DATASET:
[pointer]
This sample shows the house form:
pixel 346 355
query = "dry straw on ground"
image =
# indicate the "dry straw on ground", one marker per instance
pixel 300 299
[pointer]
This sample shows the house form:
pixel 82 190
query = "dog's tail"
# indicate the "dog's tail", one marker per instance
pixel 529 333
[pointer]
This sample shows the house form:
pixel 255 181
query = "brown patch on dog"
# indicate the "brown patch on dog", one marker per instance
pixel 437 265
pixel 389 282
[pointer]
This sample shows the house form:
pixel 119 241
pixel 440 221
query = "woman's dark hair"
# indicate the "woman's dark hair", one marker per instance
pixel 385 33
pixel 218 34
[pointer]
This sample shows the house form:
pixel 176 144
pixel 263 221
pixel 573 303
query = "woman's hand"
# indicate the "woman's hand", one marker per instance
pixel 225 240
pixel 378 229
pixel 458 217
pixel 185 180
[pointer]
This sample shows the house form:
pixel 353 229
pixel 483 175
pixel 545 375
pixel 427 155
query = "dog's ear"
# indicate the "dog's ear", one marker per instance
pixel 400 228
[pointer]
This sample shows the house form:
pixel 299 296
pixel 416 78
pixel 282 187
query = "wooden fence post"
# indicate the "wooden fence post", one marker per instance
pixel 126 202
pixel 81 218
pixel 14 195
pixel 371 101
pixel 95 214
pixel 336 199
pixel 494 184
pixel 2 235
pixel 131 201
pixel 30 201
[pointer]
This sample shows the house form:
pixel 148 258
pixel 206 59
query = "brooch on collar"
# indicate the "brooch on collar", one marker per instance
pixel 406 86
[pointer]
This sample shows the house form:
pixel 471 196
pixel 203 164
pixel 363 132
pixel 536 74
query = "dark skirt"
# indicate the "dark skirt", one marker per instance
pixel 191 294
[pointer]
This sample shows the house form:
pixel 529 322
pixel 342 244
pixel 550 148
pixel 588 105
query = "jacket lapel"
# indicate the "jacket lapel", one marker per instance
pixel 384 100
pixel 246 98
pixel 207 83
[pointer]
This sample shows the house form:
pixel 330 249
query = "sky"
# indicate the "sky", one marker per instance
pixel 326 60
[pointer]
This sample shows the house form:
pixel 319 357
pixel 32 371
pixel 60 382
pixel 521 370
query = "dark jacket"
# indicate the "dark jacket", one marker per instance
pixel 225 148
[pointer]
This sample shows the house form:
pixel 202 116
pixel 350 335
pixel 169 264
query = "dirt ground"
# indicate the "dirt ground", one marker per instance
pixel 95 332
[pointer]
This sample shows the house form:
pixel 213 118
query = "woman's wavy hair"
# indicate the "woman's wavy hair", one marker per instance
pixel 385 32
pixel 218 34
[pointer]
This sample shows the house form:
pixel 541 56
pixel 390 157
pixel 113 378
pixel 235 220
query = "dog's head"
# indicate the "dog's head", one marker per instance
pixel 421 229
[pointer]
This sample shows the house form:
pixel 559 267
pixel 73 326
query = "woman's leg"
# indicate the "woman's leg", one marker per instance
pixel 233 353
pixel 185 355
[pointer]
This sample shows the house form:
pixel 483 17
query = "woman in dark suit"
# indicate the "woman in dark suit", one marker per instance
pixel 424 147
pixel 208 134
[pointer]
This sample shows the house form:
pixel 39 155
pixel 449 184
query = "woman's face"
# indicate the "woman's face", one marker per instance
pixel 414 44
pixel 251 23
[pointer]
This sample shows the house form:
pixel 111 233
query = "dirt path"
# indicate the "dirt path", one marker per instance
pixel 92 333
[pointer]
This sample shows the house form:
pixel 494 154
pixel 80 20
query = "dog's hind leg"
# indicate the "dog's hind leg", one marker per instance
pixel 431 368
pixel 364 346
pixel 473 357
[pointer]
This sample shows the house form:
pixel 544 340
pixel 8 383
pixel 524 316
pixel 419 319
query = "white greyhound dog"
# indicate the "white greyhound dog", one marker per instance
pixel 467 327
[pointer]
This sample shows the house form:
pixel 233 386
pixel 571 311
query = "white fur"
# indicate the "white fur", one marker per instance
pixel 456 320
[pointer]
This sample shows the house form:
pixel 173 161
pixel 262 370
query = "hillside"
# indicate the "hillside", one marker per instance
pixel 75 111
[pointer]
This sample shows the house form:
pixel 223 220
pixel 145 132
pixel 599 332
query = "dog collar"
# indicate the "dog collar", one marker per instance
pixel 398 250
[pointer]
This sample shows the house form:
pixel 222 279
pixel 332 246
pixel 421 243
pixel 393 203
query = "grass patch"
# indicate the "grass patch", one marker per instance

WHAT YOU ARE ASKED TO DO: Convert the material, starting with its first line and going on through the line containing "pixel 185 180", into a Markdown table with a Row column numbering each entry and a Line column holding the line itself, leaving out blank lines.

RESULT FOR THIS EXERCISE:
| Row | Line |
|---|---|
| 1 | [pointer] |
| 2 | This sample shows the house form: |
| 3 | pixel 346 355 |
| 4 | query = "dry straw on ground" |
| 5 | image = |
| 6 | # indicate the "dry straw on ground", one marker per instance |
| 7 | pixel 300 299 |
| 8 | [pointer] |
| 9 | This sample shows the house form: |
| 10 | pixel 82 190 |
| 11 | query = "dog's tail" |
| 12 | # indicate the "dog's tail", one marker per instance |
| 13 | pixel 529 333 |
| 14 | [pointer] |
| 15 | This sample shows the house form: |
| 16 | pixel 255 181 |
| 17 | query = "brown patch on dog" |
| 18 | # indicate the "brown patch on dog", one marker per instance |
| 19 | pixel 437 265 |
| 20 | pixel 389 282 |
| 21 | [pointer] |
| 22 | This sample shows the house form: |
| 23 | pixel 119 241 |
| 24 | pixel 440 221 |
| 25 | query = "woman's dark hair" |
| 26 | # indicate the "woman's dark hair", one marker per instance |
| 27 | pixel 385 33 |
| 28 | pixel 218 34 |
| 29 | [pointer] |
| 30 | This sample shows the house form: |
| 31 | pixel 176 144 |
| 32 | pixel 263 221 |
| 33 | pixel 573 303 |
| 34 | query = "woman's hand" |
| 35 | # indicate the "woman's hand", one marker per instance |
| 36 | pixel 225 240 |
| 37 | pixel 378 229 |
| 38 | pixel 458 217 |
| 39 | pixel 185 180 |